Coordinate annotation records:
━━━━━━

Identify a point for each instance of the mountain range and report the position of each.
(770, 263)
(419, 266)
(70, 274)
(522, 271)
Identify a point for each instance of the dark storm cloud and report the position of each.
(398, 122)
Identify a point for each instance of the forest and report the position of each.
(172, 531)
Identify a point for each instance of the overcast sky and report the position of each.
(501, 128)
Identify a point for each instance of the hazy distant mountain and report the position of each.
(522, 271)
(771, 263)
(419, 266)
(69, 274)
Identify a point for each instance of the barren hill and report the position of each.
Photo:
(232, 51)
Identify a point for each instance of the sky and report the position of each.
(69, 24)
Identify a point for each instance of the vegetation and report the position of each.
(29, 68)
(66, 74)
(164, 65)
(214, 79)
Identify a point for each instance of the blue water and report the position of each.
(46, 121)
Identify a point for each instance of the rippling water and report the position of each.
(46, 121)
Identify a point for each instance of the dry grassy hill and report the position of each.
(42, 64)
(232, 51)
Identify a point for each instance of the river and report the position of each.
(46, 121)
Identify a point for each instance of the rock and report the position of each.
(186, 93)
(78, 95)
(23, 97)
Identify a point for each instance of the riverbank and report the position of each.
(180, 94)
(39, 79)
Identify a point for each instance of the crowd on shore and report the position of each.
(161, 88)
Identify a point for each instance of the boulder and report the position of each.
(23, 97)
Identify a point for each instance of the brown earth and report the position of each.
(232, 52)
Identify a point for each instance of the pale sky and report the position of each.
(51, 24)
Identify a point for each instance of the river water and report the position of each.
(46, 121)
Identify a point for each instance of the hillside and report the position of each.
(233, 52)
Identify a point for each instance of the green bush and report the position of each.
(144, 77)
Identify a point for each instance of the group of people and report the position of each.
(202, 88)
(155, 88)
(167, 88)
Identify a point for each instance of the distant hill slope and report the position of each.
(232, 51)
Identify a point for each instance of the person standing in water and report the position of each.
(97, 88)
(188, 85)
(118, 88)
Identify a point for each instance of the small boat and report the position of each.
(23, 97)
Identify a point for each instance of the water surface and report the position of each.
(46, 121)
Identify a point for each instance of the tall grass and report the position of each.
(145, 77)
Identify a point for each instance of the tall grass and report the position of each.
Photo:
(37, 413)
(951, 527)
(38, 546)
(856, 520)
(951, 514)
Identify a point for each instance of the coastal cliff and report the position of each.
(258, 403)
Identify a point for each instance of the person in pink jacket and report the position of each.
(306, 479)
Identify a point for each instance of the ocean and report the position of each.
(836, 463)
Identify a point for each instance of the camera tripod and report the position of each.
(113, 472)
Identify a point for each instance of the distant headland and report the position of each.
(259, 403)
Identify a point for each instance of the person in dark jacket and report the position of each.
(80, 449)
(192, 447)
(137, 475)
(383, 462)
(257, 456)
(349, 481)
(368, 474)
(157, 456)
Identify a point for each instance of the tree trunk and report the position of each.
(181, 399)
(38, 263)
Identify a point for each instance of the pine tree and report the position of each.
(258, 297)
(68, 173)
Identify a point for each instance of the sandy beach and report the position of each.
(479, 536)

━━━━━━

Please return, exactly as they appear, the lines of the records starting with the line that contains "Identify a point for each instance of the tree" and going on through the last line of the records.

§ Result of this task
Identify a point for each instance of the tree trunk and report the position of each.
(181, 399)
(38, 263)
Identify a point for each instance of the pine tree and report the position of each.
(258, 297)
(68, 173)
Identify a point for each instance of the sandy beach and report the position of each.
(479, 536)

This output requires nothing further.